* [WHAT TO WORK ON]: Copy each of the rows below word for word, keeping every line as it is.

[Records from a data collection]
━━━━━━━━━━━━━━━━

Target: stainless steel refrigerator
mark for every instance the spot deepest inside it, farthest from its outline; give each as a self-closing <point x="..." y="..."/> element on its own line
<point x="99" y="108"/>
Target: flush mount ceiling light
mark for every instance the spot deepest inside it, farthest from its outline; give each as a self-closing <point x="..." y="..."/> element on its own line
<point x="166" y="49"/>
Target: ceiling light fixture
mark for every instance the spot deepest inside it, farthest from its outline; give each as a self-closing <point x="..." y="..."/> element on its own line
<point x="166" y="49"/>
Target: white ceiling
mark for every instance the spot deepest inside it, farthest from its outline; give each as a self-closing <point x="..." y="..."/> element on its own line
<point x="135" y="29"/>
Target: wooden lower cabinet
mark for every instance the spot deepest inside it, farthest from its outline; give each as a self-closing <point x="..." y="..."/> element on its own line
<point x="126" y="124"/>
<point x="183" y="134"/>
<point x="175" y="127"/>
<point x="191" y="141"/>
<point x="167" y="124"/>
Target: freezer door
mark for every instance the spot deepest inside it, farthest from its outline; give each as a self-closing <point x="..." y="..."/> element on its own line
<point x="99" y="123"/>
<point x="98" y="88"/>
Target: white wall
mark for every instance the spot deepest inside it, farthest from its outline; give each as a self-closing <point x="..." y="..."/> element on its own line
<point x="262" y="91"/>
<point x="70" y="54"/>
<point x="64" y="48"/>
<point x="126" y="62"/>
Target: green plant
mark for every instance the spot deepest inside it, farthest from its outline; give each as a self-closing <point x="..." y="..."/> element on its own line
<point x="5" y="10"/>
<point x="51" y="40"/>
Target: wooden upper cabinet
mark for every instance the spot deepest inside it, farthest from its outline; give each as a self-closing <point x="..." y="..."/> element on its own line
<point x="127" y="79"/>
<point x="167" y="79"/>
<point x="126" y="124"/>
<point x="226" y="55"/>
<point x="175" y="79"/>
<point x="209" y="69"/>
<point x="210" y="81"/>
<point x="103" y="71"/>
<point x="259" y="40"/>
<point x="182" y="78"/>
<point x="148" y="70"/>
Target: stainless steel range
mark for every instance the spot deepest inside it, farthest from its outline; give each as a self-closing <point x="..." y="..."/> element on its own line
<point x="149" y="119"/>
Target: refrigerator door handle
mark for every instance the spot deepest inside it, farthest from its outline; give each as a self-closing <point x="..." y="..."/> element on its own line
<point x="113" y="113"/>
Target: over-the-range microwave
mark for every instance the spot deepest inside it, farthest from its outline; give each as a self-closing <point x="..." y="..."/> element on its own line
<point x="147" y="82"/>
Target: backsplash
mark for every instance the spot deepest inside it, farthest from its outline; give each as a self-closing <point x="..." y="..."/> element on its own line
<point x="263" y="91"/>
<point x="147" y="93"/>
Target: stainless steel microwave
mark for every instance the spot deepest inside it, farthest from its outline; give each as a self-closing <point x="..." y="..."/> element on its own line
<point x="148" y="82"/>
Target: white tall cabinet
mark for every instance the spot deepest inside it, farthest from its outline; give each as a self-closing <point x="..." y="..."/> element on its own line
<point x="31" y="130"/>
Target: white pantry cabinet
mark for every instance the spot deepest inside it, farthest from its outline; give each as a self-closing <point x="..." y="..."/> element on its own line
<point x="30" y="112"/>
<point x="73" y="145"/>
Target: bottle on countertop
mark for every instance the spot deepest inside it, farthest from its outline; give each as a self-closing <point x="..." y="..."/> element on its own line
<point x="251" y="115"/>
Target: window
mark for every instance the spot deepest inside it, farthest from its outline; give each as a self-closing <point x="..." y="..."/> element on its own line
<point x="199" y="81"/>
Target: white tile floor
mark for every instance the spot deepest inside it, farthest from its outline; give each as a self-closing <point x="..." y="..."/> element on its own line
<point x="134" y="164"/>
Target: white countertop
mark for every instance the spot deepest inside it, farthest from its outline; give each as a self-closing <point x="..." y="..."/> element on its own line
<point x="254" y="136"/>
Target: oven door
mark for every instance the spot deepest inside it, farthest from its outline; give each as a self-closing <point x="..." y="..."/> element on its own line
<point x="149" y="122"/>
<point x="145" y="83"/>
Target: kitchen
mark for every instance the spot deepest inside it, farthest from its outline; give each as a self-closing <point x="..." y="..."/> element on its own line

━━━━━━━━━━━━━━━━

* [THE REPLY]:
Target: stainless steel refrigerator
mark for every instance the spot deepest inside it, farthest from its outline; give each as a self-closing <point x="..." y="..."/> element on its own line
<point x="99" y="108"/>
Target: flush mount ceiling light
mark for every instance the spot deepest inside it, farthest from its outline; give each as a self-closing <point x="..." y="..."/> element on its own line
<point x="166" y="49"/>
Target: ceiling light fixture
mark for every instance the spot deepest inside it, farthest from its outline; give each as a self-closing <point x="..." y="..."/> element on its own line
<point x="166" y="49"/>
Target: white ceiling
mark for every instance the spot deepest inside it, farthest from its outline; give each as a self-closing <point x="..." y="..."/> element on its own line
<point x="135" y="29"/>
Target: wooden lower cabinet
mark for every instance the spot deepest inside it, farthest from its outline; give each as a self-closing <point x="..." y="..."/> element on its own line
<point x="126" y="124"/>
<point x="183" y="134"/>
<point x="175" y="127"/>
<point x="191" y="141"/>
<point x="167" y="124"/>
Target: freezer door
mark for every instance the spot deepest inside it, farthest from its outline; give each as a self-closing <point x="..." y="..."/> element on its own line
<point x="99" y="123"/>
<point x="98" y="88"/>
Target: white wall
mark for every instance the spot deepest inside it, farthest from its outline; give each as a self-closing <point x="..." y="..."/> element on its own line
<point x="262" y="91"/>
<point x="70" y="54"/>
<point x="64" y="48"/>
<point x="126" y="62"/>
Target: green plant
mark for every instance the spot deepest inside it, farthest from its outline; give each as a self-closing <point x="..." y="..."/> element on its own line
<point x="5" y="10"/>
<point x="51" y="40"/>
Target: wooden upper cabinet
mark for every instance the spot deepest inside it, farthest from its outline; give each as a self-closing <point x="..." y="..."/> element on its own line
<point x="127" y="79"/>
<point x="167" y="79"/>
<point x="126" y="124"/>
<point x="226" y="55"/>
<point x="175" y="79"/>
<point x="209" y="69"/>
<point x="210" y="81"/>
<point x="103" y="71"/>
<point x="259" y="40"/>
<point x="182" y="78"/>
<point x="148" y="70"/>
Target: stainless steel range
mark for every instance the spot deepest inside it, farthest from its outline; give each as a self-closing <point x="..." y="..."/> element on its own line
<point x="149" y="119"/>
Target: refrigerator door handle
mark for every instance the spot deepest inside it, farthest from its outline; give each as a self-closing <point x="..." y="..."/> element on its own line
<point x="113" y="113"/>
Target: over-the-range microwave
mark for every instance the spot deepest inside it, farthest from its outline; give each as a self-closing <point x="..." y="..."/> element on its own line
<point x="147" y="82"/>
Target: backsplash
mark for every instance the spot deepest inside it, farthest from its outline; give each as a self-closing <point x="..." y="..."/> element on its own line
<point x="263" y="91"/>
<point x="147" y="93"/>
Target: stainless steel microwave
mark for every instance the spot deepest inside it, farthest from its outline; give each as a self-closing <point x="..." y="..."/> element on its own line
<point x="148" y="82"/>
Target: white tall cabinet
mark for every instance the spot deepest inside it, farthest from its outline; give each as a self-closing <point x="..." y="..."/> element on its own line
<point x="31" y="130"/>
Target: white pantry cabinet
mark for every instance the spot deepest inside it, farthest from its outline; give each as a self-closing <point x="..." y="..."/> element on its own line
<point x="30" y="112"/>
<point x="73" y="145"/>
Target: bottle on countertop
mark for every instance the spot deepest inside it, farthest from its outline; give each as a self-closing <point x="..." y="..."/> element on its own line
<point x="251" y="115"/>
Target: window
mark for every instance the spot deepest inside it, farthest from its outline; give each as a self-closing <point x="..." y="..."/> element on its own line
<point x="199" y="81"/>
Target: white tile floor
mark for every instance the spot deepest inside it, farthest from its outline; give each as a self-closing <point x="..." y="..."/> element on its own line
<point x="134" y="164"/>
Target: white countertop
mark for every instance the spot deepest inside it, farthest from its outline; give each as a self-closing <point x="..." y="..."/> element on its own line
<point x="254" y="136"/>
Target: oven door
mark for every instance the spot deepest inside it, farthest from its outline; give each as a self-closing <point x="..." y="..."/> element on its own line
<point x="149" y="122"/>
<point x="145" y="83"/>
Target: kitchen
mark for every instance the spot deepest inside it, farthest from its outline; give each as a self-closing <point x="..." y="..."/> element on its own line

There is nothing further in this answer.